▸ Supplied data

* * * *

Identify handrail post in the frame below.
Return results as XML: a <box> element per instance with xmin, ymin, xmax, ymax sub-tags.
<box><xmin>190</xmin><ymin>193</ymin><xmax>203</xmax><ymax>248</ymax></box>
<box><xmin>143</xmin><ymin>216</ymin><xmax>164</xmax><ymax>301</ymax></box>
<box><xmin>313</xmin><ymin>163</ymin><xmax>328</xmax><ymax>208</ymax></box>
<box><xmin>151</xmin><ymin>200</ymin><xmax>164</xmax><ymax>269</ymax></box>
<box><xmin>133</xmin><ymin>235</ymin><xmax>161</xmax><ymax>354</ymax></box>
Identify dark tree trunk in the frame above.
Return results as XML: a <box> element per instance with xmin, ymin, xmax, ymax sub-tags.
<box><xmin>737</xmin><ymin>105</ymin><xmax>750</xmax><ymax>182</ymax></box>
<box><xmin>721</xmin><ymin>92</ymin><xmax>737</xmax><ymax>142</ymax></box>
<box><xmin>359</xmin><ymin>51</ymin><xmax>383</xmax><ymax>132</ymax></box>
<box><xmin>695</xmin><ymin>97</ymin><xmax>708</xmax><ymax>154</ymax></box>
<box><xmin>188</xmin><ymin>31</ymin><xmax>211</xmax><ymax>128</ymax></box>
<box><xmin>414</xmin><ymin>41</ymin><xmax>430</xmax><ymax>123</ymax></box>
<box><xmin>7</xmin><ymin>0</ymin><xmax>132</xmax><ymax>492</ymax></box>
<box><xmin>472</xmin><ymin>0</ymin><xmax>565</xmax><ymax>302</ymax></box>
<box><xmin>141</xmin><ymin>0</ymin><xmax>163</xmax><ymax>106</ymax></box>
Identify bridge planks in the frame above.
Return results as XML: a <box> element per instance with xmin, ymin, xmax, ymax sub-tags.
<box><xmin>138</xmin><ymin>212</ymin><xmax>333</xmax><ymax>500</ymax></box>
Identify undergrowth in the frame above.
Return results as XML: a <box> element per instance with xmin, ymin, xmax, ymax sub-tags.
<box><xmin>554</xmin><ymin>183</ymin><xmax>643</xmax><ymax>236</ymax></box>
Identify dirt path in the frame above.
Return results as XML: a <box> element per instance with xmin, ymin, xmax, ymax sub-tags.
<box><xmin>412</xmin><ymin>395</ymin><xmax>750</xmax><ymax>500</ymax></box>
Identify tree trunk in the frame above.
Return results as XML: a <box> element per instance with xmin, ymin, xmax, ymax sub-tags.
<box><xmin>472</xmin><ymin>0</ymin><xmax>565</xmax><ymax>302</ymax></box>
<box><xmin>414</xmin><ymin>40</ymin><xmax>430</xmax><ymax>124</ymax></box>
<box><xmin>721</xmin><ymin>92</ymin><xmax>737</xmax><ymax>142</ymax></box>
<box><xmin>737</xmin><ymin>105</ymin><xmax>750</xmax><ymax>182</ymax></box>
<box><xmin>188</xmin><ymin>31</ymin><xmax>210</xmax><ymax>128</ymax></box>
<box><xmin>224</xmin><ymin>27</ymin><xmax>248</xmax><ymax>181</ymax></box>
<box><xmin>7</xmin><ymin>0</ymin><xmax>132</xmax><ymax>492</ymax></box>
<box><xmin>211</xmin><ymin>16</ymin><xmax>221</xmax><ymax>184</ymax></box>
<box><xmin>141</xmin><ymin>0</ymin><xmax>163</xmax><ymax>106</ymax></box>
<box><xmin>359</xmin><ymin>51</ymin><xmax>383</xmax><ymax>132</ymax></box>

* * * *

▸ The problem
Print all of the items above again, unchanged and in the same order.

▸ Response
Identify handrail post in the frame below.
Return results as XML: a <box> element per instance with xmin, ymin, xmax, ymax sub-tags.
<box><xmin>190</xmin><ymin>193</ymin><xmax>203</xmax><ymax>248</ymax></box>
<box><xmin>143</xmin><ymin>216</ymin><xmax>164</xmax><ymax>301</ymax></box>
<box><xmin>313</xmin><ymin>163</ymin><xmax>328</xmax><ymax>208</ymax></box>
<box><xmin>151</xmin><ymin>200</ymin><xmax>164</xmax><ymax>269</ymax></box>
<box><xmin>133</xmin><ymin>235</ymin><xmax>161</xmax><ymax>354</ymax></box>
Identify dark tree trunk in the frame above.
Return results as XML: a <box> element per instance with xmin, ymin, xmax, ymax sub-tags.
<box><xmin>737</xmin><ymin>105</ymin><xmax>750</xmax><ymax>182</ymax></box>
<box><xmin>721</xmin><ymin>92</ymin><xmax>737</xmax><ymax>142</ymax></box>
<box><xmin>359</xmin><ymin>51</ymin><xmax>383</xmax><ymax>132</ymax></box>
<box><xmin>695</xmin><ymin>97</ymin><xmax>708</xmax><ymax>154</ymax></box>
<box><xmin>188</xmin><ymin>31</ymin><xmax>211</xmax><ymax>128</ymax></box>
<box><xmin>414</xmin><ymin>41</ymin><xmax>430</xmax><ymax>123</ymax></box>
<box><xmin>7</xmin><ymin>0</ymin><xmax>132</xmax><ymax>492</ymax></box>
<box><xmin>472</xmin><ymin>0</ymin><xmax>565</xmax><ymax>302</ymax></box>
<box><xmin>141</xmin><ymin>0</ymin><xmax>163</xmax><ymax>106</ymax></box>
Identify bridge planks in the frame above.
Return results as XML: a <box> element per instance with xmin, ymin, xmax, ymax sub-tags.
<box><xmin>138</xmin><ymin>212</ymin><xmax>333</xmax><ymax>500</ymax></box>
Identify undergrowth in the frame above.
Return results as XML: a <box> element per instance with xmin, ymin, xmax, ymax sub-tags.
<box><xmin>554</xmin><ymin>183</ymin><xmax>643</xmax><ymax>236</ymax></box>
Identify dirt path in the frame above.
Return results as XML: a <box> element per instance with xmin, ymin, xmax, ymax sub-tags.
<box><xmin>412</xmin><ymin>395</ymin><xmax>750</xmax><ymax>500</ymax></box>
Identify tree trunk in the frame above.
Return results as XML: a <box> element per instance with xmin, ymin, xmax, ymax sub-tags.
<box><xmin>472</xmin><ymin>0</ymin><xmax>565</xmax><ymax>302</ymax></box>
<box><xmin>414</xmin><ymin>40</ymin><xmax>430</xmax><ymax>124</ymax></box>
<box><xmin>721</xmin><ymin>92</ymin><xmax>737</xmax><ymax>142</ymax></box>
<box><xmin>737</xmin><ymin>105</ymin><xmax>750</xmax><ymax>182</ymax></box>
<box><xmin>188</xmin><ymin>31</ymin><xmax>210</xmax><ymax>128</ymax></box>
<box><xmin>224</xmin><ymin>27</ymin><xmax>248</xmax><ymax>181</ymax></box>
<box><xmin>7</xmin><ymin>0</ymin><xmax>132</xmax><ymax>492</ymax></box>
<box><xmin>211</xmin><ymin>16</ymin><xmax>221</xmax><ymax>184</ymax></box>
<box><xmin>141</xmin><ymin>0</ymin><xmax>163</xmax><ymax>106</ymax></box>
<box><xmin>359</xmin><ymin>51</ymin><xmax>383</xmax><ymax>132</ymax></box>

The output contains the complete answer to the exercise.